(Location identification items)
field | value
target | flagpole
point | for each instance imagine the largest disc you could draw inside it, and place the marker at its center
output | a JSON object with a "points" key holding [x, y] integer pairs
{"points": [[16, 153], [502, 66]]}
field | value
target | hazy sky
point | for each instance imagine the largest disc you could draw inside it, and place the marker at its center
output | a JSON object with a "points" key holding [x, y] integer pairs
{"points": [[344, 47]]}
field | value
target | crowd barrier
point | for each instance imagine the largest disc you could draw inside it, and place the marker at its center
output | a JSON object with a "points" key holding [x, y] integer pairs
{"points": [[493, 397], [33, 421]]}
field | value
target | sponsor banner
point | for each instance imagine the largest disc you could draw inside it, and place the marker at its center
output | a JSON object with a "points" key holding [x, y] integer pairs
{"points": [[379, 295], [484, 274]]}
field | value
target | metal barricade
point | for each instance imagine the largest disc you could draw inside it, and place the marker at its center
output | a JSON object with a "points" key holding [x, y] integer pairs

STATED EXERCISE
Convert every line of the data above into a JSON list of strings, one string per line, with blank lines omitted.

SOLVED EXERCISE
[
  "field | value",
  "target | flagpole",
  "point | for each instance imagine the largest disc you could draw inside it, and place the marker at its center",
  "output | a JSON object with a \"points\" key holding [x, y] integer pairs",
  "{\"points\": [[16, 153], [502, 66]]}",
  "field | value",
  "target | hazy sky",
  "point | for each instance imagine the largest disc you could draw inside it, and place the marker at its center",
  "output | a JSON object with a \"points\" key holding [x, y] integer pairs",
  "{\"points\": [[344, 47]]}",
  "field | value",
  "target | crowd barrier",
  "point | for each instance imagine the largest disc you could draw inside it, and place the marker at its center",
  "output | a JSON object with a \"points\" key holding [x, y] integer pairs",
  "{\"points\": [[493, 397], [33, 421]]}",
  "field | value",
  "target | sponsor banner",
  "point | for each instance imagine the largest disc you could draw inside it, and place the marker at its center",
  "output | a JSON object with a \"points\" key holding [x, y] integer pairs",
  "{\"points\": [[379, 295], [484, 274]]}",
  "field | value",
  "target | metal barricade",
  "point | for each instance imagine the largest disc you could draw inside it, and place the marker at its center",
  "output | a JSON object with a \"points\" key holding [x, y] integer pairs"
]